Leave no line out. Transcribe the whole listing exactly.

Data records START

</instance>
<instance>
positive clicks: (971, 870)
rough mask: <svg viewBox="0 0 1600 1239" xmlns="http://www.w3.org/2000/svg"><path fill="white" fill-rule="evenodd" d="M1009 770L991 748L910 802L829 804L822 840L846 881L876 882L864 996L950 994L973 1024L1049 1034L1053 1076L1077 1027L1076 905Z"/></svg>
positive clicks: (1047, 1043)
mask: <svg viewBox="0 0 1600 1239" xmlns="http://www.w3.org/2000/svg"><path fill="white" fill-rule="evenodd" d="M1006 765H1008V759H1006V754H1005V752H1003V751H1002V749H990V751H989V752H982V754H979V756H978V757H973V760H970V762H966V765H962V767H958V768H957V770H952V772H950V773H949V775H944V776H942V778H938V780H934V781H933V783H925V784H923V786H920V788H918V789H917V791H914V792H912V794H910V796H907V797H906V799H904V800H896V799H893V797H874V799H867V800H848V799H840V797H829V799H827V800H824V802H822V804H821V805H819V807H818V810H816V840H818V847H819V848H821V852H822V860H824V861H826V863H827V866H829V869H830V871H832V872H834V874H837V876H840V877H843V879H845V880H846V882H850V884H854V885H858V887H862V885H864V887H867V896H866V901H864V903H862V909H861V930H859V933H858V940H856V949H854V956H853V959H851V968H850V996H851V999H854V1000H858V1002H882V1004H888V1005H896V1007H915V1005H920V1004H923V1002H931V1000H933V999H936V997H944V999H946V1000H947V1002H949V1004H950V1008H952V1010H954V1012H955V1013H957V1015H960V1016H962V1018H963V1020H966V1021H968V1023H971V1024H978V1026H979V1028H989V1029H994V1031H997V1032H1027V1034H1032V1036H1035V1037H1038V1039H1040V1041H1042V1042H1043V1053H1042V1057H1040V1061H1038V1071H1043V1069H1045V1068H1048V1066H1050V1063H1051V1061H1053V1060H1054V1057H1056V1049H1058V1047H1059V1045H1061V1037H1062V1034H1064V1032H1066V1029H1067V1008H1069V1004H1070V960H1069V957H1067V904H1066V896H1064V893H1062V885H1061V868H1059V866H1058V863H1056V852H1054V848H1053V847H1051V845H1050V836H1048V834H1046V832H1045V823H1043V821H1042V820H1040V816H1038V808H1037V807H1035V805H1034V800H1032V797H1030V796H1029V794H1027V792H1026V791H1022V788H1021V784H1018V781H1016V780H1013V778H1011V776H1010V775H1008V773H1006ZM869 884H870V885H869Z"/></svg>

Data records END

▸ **Written response**:
</instance>
<instance>
positive clicks: (971, 870)
rough mask: <svg viewBox="0 0 1600 1239" xmlns="http://www.w3.org/2000/svg"><path fill="white" fill-rule="evenodd" d="M1009 770L991 748L910 802L829 804L822 840L846 881L876 882L864 996L950 994L973 1024L1049 1034L1053 1076L1077 1027L1076 905Z"/></svg>
positive clicks: (1047, 1043)
mask: <svg viewBox="0 0 1600 1239" xmlns="http://www.w3.org/2000/svg"><path fill="white" fill-rule="evenodd" d="M1006 765H1008V759H1006V754H1005V752H1003V751H1002V749H990V751H989V752H982V754H979V756H978V757H973V760H970V762H966V765H962V767H958V768H957V770H952V772H950V773H949V775H944V776H942V778H938V780H934V781H933V783H925V784H923V786H920V788H918V789H917V791H914V792H912V794H910V796H907V797H906V799H904V800H896V799H893V797H874V799H867V800H848V799H840V797H829V799H827V800H824V802H822V804H821V805H819V807H818V810H816V840H818V847H819V848H821V852H822V860H824V861H826V863H827V866H829V869H830V871H832V872H834V874H837V876H840V877H843V879H845V880H846V882H850V884H854V885H858V887H862V885H864V887H867V896H866V901H864V903H862V909H861V930H859V933H858V940H856V949H854V956H853V959H851V968H850V996H851V999H854V1000H858V1002H882V1004H888V1005H896V1007H915V1005H920V1004H923V1002H931V1000H933V999H936V997H944V999H946V1000H947V1002H949V1004H950V1008H952V1010H954V1012H955V1013H957V1015H960V1016H962V1018H963V1020H966V1021H968V1023H971V1024H978V1026H979V1028H989V1029H994V1031H997V1032H1027V1034H1032V1036H1035V1037H1038V1039H1040V1041H1042V1042H1043V1053H1042V1057H1040V1061H1038V1071H1043V1069H1045V1068H1048V1066H1050V1063H1051V1061H1053V1060H1054V1057H1056V1049H1058V1047H1059V1045H1061V1037H1062V1034H1064V1032H1066V1029H1067V1008H1069V1004H1070V960H1069V957H1067V904H1066V896H1064V893H1062V885H1061V868H1059V866H1058V863H1056V852H1054V848H1053V847H1051V845H1050V836H1048V834H1046V832H1045V823H1043V821H1042V820H1040V816H1038V808H1037V807H1035V805H1034V800H1032V797H1030V796H1029V794H1027V792H1026V791H1022V788H1021V784H1018V781H1016V780H1013V778H1011V776H1010V775H1008V773H1006ZM869 884H870V885H869Z"/></svg>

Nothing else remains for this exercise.